**REQUIREMENT:**
Pick out each line of the material below that contains the word "nose", and copy those lines.

**DATA SECTION:**
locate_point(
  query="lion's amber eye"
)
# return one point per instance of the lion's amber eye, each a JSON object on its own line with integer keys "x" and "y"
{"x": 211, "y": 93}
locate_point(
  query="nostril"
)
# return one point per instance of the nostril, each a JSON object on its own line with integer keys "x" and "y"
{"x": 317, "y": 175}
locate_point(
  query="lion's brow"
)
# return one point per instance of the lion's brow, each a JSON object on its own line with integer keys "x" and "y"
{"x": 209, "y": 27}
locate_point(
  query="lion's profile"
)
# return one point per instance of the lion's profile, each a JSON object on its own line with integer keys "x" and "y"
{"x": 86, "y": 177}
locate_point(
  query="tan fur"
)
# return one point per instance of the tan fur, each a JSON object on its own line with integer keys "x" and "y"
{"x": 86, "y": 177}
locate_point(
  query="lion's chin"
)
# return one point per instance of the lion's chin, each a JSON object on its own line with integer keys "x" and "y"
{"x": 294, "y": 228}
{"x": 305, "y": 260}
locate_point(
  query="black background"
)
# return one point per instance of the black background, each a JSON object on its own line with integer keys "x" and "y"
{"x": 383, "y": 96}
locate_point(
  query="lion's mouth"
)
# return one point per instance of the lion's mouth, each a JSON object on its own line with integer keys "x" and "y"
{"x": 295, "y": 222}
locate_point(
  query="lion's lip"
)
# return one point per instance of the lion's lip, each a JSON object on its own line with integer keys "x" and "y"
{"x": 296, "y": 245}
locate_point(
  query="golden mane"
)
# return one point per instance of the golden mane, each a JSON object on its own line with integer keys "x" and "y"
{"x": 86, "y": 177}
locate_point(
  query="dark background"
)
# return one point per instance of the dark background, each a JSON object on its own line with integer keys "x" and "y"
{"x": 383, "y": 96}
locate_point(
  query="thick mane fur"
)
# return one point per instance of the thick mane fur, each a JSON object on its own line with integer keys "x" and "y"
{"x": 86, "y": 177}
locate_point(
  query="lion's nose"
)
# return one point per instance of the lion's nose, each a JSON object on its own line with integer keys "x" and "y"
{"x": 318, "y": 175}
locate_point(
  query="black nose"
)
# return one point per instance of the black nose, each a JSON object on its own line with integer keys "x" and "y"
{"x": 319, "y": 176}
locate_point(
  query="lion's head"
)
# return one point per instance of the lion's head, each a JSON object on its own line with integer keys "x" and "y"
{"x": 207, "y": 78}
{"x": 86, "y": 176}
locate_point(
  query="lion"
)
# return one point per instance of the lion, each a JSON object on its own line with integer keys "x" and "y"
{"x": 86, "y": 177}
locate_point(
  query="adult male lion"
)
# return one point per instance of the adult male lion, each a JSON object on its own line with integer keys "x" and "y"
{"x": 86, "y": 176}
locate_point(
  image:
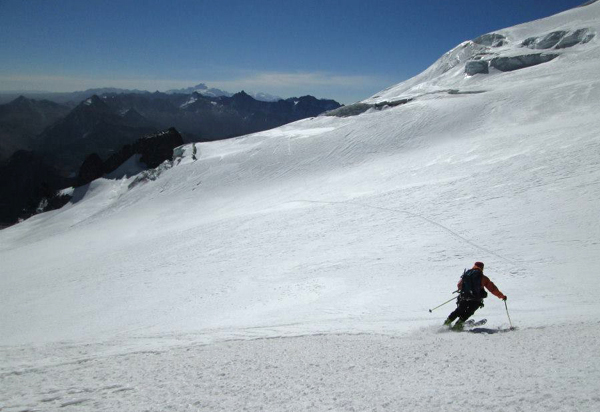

**THE RESULT:**
  query="lion's nose"
# return one point per instance of the lion's nose, each a JSON object on its own line with integer keys "x" and "y"
  query="black nose"
# return one point per instance of the black nose, each a JSON object on its own line with integer keys "x" and "y"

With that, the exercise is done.